**Given request a:** In the article below, rewrite the paragraph that begins "Alex Martinez is a 19-year-old man" in shorter form, keeping its main facts.

— Start of Document —

Alex Martinez is a 19-year-old man from Miami, Florida, who is on the autism spectrum. Like just about any young adult, he wanted a job so that he could be a productive member of society and make some money. A local McDonald’s hired him, knowing full well that he had autism. It was his first job, and one he was excited about…and dedicated to.
“I had to take two buses to get to my job,” he said. “I was on time every day and sometimes there even before I had to start.”
But then just a few days into his job, he found out he had been fired. To add insult to injury, the workplace didn’t even tell him directly; they went through his grandmother, instead.
The reason they cited for firing him? His hands got shaky when he was anxious.
Alex is confused and hurt—not just about being fired, but also the way in which the branch went about doing it.
“I did nothing wrong — I was always careful while handling change, my registers always had the right money,” he said, adding, “I don’t like that they didn’t tell me personally. I feel like they weren’t treating me like a normal human being and made me feel like I was inadequate and worthless. I still haven’t gotten paid for the time I worked and they still haven’t told me when I will get paid. I just don’t understand.”
His social worker also tried to contact his supervisor but was unable to; every time she tried, the supervisor was not available and did not answer calls.
Meanwhile, his older sister, Angelica, took to Twitter in outrage, saying that it was a case of discrimination. Her tweet has gotten thousands of comments and retweets.

— End of Document —
— Start of Given records —

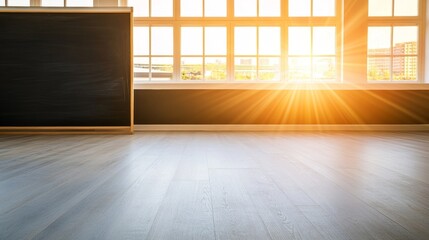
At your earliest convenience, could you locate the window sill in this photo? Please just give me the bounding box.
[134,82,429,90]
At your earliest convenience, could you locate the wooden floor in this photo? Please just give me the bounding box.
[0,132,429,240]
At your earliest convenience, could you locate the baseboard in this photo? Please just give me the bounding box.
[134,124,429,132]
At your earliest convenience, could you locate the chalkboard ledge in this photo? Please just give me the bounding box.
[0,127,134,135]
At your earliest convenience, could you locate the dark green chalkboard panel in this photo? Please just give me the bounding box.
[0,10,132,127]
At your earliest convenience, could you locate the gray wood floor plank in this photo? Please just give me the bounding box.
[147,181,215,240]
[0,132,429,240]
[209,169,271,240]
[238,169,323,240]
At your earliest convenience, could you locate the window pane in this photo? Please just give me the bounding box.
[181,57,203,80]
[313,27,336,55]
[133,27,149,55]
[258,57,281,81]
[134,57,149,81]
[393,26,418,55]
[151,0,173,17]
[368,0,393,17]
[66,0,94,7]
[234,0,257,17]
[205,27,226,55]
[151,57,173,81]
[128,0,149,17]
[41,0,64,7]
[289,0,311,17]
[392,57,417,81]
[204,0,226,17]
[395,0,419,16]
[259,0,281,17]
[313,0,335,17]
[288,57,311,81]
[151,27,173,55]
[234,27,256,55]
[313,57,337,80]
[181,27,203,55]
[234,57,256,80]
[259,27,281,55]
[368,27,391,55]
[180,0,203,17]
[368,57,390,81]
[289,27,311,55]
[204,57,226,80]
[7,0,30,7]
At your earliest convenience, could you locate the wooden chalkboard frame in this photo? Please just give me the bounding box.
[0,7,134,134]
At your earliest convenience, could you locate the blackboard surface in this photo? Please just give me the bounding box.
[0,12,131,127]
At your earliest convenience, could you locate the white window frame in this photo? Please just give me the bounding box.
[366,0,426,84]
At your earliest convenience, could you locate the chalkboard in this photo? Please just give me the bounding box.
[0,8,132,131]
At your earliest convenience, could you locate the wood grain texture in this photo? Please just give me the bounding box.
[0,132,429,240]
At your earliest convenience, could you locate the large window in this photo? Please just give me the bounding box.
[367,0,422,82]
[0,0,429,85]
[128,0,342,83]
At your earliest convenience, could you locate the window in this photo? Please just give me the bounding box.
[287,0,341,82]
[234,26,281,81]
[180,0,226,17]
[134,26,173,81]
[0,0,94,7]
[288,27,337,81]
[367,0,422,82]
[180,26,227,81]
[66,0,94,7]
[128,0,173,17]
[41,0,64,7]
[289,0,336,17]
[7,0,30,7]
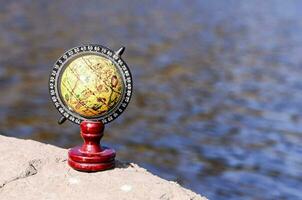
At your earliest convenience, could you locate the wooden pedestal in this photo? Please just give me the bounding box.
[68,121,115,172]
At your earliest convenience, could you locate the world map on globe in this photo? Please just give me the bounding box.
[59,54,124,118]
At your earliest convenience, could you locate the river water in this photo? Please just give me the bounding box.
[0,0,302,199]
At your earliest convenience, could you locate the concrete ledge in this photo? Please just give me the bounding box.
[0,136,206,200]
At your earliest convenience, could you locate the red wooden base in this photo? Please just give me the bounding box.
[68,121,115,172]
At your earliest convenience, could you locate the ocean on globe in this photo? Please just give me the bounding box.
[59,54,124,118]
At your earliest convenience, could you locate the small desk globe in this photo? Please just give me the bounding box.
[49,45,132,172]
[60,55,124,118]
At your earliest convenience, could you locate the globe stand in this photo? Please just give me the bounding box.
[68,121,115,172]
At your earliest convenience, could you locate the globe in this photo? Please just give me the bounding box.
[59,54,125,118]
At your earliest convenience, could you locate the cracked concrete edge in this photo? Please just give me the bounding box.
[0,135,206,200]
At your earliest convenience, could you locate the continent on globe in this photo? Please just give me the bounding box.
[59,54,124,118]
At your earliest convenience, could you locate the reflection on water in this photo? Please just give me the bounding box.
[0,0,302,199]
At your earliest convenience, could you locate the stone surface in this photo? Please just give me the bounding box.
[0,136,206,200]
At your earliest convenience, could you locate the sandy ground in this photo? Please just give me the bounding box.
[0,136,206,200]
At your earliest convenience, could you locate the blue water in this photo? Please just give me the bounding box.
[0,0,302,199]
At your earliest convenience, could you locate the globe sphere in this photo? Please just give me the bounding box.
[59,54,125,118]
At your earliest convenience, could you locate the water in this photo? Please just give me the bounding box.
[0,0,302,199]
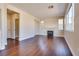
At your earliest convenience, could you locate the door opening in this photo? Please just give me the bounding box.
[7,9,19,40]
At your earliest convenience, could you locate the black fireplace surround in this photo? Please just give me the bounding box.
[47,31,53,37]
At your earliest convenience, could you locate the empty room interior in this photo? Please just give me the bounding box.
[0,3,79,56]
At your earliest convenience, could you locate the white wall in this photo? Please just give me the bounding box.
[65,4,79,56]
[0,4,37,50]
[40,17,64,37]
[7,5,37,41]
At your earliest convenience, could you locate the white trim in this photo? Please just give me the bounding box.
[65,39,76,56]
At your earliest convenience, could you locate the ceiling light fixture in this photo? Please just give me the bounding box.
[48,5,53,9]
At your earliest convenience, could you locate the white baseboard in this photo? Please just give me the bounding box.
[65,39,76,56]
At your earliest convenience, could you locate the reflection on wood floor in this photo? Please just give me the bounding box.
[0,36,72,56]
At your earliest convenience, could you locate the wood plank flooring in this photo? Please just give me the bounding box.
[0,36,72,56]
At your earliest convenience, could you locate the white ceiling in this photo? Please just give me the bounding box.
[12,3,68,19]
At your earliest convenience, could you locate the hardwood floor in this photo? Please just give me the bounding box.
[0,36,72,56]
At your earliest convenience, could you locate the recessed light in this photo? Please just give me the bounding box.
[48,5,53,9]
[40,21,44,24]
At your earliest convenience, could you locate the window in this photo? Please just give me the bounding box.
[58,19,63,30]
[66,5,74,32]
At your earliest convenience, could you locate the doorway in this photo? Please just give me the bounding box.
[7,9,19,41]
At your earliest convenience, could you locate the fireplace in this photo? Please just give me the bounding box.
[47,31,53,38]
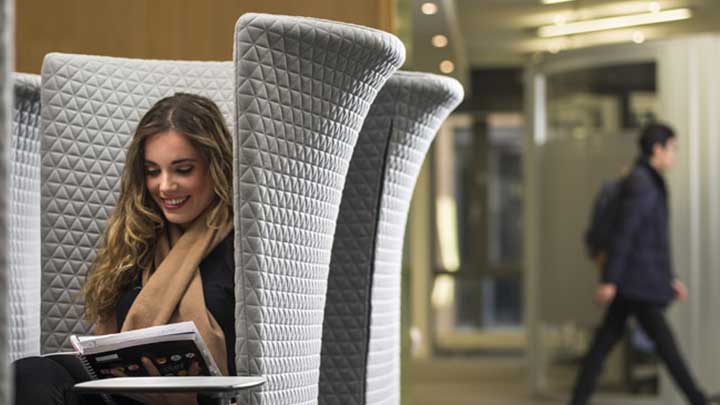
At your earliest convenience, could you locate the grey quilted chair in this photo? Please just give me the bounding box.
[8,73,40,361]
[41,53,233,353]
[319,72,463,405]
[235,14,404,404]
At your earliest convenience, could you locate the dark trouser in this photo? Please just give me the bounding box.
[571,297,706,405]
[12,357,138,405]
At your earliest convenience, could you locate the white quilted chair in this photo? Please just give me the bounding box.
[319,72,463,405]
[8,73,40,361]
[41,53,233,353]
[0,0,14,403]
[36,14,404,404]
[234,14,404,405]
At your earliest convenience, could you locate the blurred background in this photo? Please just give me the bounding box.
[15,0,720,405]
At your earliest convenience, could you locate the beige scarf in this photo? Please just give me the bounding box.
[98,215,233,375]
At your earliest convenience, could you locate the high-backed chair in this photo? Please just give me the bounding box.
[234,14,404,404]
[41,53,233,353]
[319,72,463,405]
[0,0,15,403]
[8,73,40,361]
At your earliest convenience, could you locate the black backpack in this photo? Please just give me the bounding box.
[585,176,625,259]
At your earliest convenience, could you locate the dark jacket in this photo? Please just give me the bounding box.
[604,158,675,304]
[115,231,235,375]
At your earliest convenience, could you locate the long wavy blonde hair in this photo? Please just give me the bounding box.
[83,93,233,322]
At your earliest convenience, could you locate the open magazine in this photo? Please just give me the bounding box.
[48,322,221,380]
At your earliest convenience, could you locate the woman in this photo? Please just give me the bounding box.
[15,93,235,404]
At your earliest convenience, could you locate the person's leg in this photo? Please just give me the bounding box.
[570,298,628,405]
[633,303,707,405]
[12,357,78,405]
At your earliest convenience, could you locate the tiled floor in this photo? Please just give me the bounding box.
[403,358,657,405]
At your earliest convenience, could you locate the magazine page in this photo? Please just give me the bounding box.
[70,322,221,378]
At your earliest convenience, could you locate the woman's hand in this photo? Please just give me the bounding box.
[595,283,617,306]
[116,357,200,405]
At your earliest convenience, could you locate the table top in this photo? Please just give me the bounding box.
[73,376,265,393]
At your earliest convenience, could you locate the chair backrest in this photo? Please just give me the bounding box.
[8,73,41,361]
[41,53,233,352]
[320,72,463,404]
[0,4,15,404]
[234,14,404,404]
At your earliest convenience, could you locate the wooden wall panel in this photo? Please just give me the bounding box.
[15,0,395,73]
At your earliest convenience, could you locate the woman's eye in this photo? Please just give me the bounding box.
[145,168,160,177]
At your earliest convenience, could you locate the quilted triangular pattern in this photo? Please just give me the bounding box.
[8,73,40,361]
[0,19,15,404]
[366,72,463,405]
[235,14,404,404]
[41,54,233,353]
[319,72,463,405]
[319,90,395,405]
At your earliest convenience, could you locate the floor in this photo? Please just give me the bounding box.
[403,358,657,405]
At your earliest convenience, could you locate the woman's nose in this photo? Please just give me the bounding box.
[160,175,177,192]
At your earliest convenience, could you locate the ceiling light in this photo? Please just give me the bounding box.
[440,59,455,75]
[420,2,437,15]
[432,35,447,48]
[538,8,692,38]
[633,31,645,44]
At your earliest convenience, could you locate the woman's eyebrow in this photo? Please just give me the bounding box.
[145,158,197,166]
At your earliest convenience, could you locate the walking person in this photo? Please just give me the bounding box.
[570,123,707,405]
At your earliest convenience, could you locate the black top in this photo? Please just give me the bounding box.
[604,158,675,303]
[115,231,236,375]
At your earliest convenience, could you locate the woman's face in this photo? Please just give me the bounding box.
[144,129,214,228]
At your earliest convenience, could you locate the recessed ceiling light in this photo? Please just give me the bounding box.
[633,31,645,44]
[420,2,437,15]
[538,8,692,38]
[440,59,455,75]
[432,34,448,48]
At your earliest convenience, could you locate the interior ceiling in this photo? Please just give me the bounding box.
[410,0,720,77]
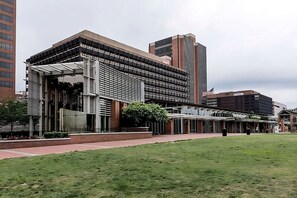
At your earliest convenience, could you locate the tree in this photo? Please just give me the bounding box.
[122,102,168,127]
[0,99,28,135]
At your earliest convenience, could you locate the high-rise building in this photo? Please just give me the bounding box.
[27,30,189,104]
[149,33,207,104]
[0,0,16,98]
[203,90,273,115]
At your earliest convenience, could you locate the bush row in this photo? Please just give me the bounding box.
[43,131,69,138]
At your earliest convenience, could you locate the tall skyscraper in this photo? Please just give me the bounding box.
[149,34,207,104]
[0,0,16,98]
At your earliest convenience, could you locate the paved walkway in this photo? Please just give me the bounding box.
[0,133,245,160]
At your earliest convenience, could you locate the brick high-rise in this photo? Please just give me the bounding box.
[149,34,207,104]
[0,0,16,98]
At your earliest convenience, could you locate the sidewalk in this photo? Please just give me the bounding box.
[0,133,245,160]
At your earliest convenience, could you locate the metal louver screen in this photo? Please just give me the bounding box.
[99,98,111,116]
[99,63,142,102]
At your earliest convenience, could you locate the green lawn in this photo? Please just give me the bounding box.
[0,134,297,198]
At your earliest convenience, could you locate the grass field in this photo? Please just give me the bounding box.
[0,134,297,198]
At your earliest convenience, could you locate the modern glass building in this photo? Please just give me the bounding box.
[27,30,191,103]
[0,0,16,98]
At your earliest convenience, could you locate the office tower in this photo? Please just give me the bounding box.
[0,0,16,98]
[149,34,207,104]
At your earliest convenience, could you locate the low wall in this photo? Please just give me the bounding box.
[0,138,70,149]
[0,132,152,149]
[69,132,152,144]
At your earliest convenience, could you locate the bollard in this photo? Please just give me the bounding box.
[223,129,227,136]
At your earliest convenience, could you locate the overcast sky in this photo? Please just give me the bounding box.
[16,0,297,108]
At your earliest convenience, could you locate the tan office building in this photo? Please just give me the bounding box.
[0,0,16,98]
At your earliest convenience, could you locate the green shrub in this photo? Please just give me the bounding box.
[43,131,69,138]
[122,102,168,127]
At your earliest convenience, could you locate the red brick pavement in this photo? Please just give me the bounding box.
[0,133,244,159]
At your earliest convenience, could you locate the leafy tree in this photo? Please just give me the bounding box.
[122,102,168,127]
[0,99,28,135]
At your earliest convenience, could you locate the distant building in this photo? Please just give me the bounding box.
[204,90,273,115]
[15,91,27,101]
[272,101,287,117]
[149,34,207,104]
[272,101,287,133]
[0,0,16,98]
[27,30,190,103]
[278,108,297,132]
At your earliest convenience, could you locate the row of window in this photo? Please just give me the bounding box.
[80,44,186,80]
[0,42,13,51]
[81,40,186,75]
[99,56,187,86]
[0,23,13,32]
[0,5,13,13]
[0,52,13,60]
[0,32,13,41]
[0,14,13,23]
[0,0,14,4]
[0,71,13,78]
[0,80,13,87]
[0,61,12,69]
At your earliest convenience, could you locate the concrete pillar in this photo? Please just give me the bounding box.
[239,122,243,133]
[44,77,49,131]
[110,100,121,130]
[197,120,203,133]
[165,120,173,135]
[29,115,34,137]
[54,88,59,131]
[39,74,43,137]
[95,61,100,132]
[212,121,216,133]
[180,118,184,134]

— End of Given records —

**Given request b:** Repeat the lines in the records above, starting with the line containing "At your earliest convenience, could you locate the person's" and continuing up to and including the line containing "[70,322,221,378]".

**Exercise result a:** Alex Martinez, 19, of Miami, Florida, is on the autism spectrum. He wanted a job so he could contribute to society and earn money. A local McDonald's hired him knowing he had autism. It was his first job, and he was excited about it and dedicated to it.

**Exercise result b:**
At your earliest convenience, could you locate the person's leg in this photo? Please just give me the bounding box.
[570,298,628,405]
[633,303,707,405]
[12,357,78,405]
At your earliest convenience, could you locate the tiled floor in this photo? Please just give me the bounding box.
[403,358,657,405]
At your earliest convenience, could you locate the magazine page in this photo? Please just give me the bounding box.
[70,322,221,378]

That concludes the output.